___ Entries shown

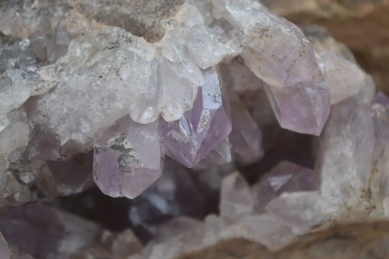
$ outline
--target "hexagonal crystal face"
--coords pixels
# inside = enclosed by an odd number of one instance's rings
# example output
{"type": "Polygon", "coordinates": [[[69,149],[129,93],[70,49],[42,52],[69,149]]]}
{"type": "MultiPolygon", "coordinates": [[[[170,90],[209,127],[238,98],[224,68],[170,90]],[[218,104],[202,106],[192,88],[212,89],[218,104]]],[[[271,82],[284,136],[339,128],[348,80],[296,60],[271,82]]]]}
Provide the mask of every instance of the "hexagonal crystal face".
{"type": "Polygon", "coordinates": [[[204,84],[193,108],[180,120],[160,118],[159,136],[166,154],[188,167],[196,165],[231,131],[227,101],[216,69],[203,70],[204,84]]]}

______

Task details:
Render every line of the records above as a numbered list, omitting blank lines and leaving out the pictures.

Solution to this exercise:
1. $ outline
2. --target "hexagonal crystal face"
3. --coords pixels
4. # inside = enclosed by an odd number of one instance's rings
5. # example output
6. {"type": "Polygon", "coordinates": [[[69,149],[129,93],[70,49],[42,52],[69,149]]]}
7. {"type": "MultiPolygon", "coordinates": [[[[170,90],[209,127],[238,98],[224,68],[170,90]],[[218,104],[202,106],[192,88],[212,89],[218,104]]],[[[271,82],[284,136],[339,128],[348,80],[296,60],[271,82]]]]}
8. Provide the mask of every instance of the "hexagonal crystal face".
9. {"type": "Polygon", "coordinates": [[[204,84],[193,108],[180,120],[160,118],[159,136],[166,154],[188,167],[196,165],[231,131],[227,101],[216,69],[203,70],[204,84]]]}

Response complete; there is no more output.